> _Exercise text_:
↓↓↓

Mombasa

The oldest and second largest city in Kenya – and the busiest port in East Africa -, Mombasa has its own distinctive style. Hot and humid, and with a distinct Arab feel to it, Mombasa has a colorful history stretching back a thousand years. Invasions, sieges, and trade have all made their mark on the culture of this coastal island city. Known in Swahili as Kisiwa Cha Mvita, Island of War, the town was an important trading center during the 11th century between East Africa and the Indian Ocean trade routes.

Kenyan historians place the founding of Mombasa as around 900 A.D.  The town was prosperous enough to be described by the Arab geographer Al Idrisi, who mentioned it in his writings in 1151, and by the Moroccan traveler Ibn Battuta, who visited it in 1331. During this period Mombasa emerged as an important trade center with links to Yemen, India, Persia, and China with spices, gold, and ivory as its chief exports.

↑↑↑

> _Records from a data source_:
↓↓↓

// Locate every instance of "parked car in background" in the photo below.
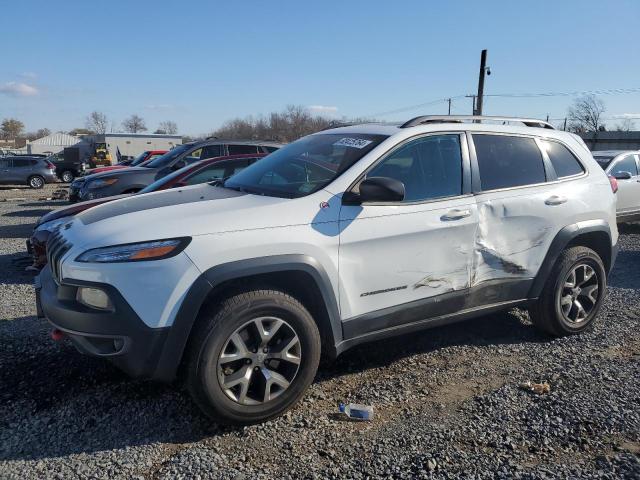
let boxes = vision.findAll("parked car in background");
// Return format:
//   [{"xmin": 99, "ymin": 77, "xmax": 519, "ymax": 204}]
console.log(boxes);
[
  {"xmin": 84, "ymin": 150, "xmax": 168, "ymax": 175},
  {"xmin": 47, "ymin": 149, "xmax": 90, "ymax": 183},
  {"xmin": 36, "ymin": 116, "xmax": 618, "ymax": 424},
  {"xmin": 27, "ymin": 153, "xmax": 266, "ymax": 270},
  {"xmin": 69, "ymin": 139, "xmax": 280, "ymax": 202},
  {"xmin": 0, "ymin": 155, "xmax": 58, "ymax": 188},
  {"xmin": 592, "ymin": 150, "xmax": 640, "ymax": 223}
]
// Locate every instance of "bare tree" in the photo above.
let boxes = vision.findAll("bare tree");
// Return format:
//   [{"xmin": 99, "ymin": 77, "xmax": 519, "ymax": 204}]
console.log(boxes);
[
  {"xmin": 614, "ymin": 117, "xmax": 636, "ymax": 132},
  {"xmin": 0, "ymin": 118, "xmax": 24, "ymax": 140},
  {"xmin": 85, "ymin": 111, "xmax": 109, "ymax": 133},
  {"xmin": 122, "ymin": 115, "xmax": 147, "ymax": 133},
  {"xmin": 212, "ymin": 105, "xmax": 340, "ymax": 142},
  {"xmin": 153, "ymin": 120, "xmax": 178, "ymax": 135},
  {"xmin": 567, "ymin": 95, "xmax": 605, "ymax": 132}
]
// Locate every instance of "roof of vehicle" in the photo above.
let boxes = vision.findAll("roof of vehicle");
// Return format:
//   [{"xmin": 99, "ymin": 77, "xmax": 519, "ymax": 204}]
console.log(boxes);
[
  {"xmin": 189, "ymin": 137, "xmax": 283, "ymax": 147},
  {"xmin": 591, "ymin": 150, "xmax": 638, "ymax": 157},
  {"xmin": 315, "ymin": 115, "xmax": 575, "ymax": 144}
]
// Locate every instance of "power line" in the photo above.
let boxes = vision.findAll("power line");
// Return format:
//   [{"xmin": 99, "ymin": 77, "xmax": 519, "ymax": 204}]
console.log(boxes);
[
  {"xmin": 364, "ymin": 87, "xmax": 640, "ymax": 118},
  {"xmin": 485, "ymin": 87, "xmax": 640, "ymax": 98}
]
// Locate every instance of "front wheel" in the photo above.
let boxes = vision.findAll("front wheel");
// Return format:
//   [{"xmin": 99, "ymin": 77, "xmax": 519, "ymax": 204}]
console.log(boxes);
[
  {"xmin": 29, "ymin": 175, "xmax": 45, "ymax": 189},
  {"xmin": 529, "ymin": 247, "xmax": 607, "ymax": 336},
  {"xmin": 62, "ymin": 170, "xmax": 75, "ymax": 183},
  {"xmin": 187, "ymin": 290, "xmax": 320, "ymax": 424}
]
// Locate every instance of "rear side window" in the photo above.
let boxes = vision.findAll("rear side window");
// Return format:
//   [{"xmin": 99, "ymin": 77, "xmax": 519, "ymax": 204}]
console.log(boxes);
[
  {"xmin": 13, "ymin": 158, "xmax": 30, "ymax": 168},
  {"xmin": 473, "ymin": 134, "xmax": 546, "ymax": 190},
  {"xmin": 611, "ymin": 155, "xmax": 638, "ymax": 177},
  {"xmin": 229, "ymin": 145, "xmax": 260, "ymax": 155},
  {"xmin": 542, "ymin": 140, "xmax": 584, "ymax": 178},
  {"xmin": 200, "ymin": 145, "xmax": 224, "ymax": 159}
]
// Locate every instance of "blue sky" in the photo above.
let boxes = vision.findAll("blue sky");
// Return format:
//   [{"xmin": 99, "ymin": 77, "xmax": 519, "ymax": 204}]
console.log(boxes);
[{"xmin": 0, "ymin": 0, "xmax": 640, "ymax": 134}]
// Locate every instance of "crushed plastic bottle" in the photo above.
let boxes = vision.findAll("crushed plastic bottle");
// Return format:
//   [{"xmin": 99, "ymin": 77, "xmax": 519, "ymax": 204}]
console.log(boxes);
[{"xmin": 338, "ymin": 403, "xmax": 373, "ymax": 421}]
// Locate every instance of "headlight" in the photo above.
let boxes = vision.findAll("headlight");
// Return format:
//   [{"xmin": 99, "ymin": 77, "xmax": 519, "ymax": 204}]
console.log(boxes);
[
  {"xmin": 76, "ymin": 237, "xmax": 191, "ymax": 263},
  {"xmin": 36, "ymin": 217, "xmax": 69, "ymax": 233},
  {"xmin": 86, "ymin": 178, "xmax": 118, "ymax": 189}
]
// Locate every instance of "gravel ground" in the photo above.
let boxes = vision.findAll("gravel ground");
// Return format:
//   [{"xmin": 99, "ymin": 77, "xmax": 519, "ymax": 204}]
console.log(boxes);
[{"xmin": 0, "ymin": 192, "xmax": 640, "ymax": 479}]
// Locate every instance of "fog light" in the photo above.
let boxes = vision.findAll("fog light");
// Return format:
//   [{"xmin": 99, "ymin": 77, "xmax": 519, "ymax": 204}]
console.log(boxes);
[{"xmin": 76, "ymin": 287, "xmax": 113, "ymax": 310}]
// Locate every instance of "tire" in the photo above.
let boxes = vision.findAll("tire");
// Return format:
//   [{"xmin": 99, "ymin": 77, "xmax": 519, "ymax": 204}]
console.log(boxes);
[
  {"xmin": 60, "ymin": 170, "xmax": 76, "ymax": 183},
  {"xmin": 186, "ymin": 290, "xmax": 321, "ymax": 425},
  {"xmin": 529, "ymin": 247, "xmax": 607, "ymax": 337},
  {"xmin": 27, "ymin": 175, "xmax": 45, "ymax": 190}
]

↑↑↑

> _Task prompt_: Please print the Mombasa text above in full, word for word.

> _Solution to the problem_:
Mombasa

The oldest and second largest city in Kenya – and the busiest port in East Africa -, Mombasa has its own distinctive style. Hot and humid, and with a distinct Arab feel to it, Mombasa has a colorful history stretching back a thousand years. Invasions, sieges, and trade have all made their mark on the culture of this coastal island city. Known in Swahili as Kisiwa Cha Mvita, Island of War, the town was an important trading center during the 11th century between East Africa and the Indian Ocean trade routes.

Kenyan historians place the founding of Mombasa as around 900 A.D.  The town was prosperous enough to be described by the Arab geographer Al Idrisi, who mentioned it in his writings in 1151, and by the Moroccan traveler Ibn Battuta, who visited it in 1331. During this period Mombasa emerged as an important trade center with links to Yemen, India, Persia, and China with spices, gold, and ivory as its chief exports.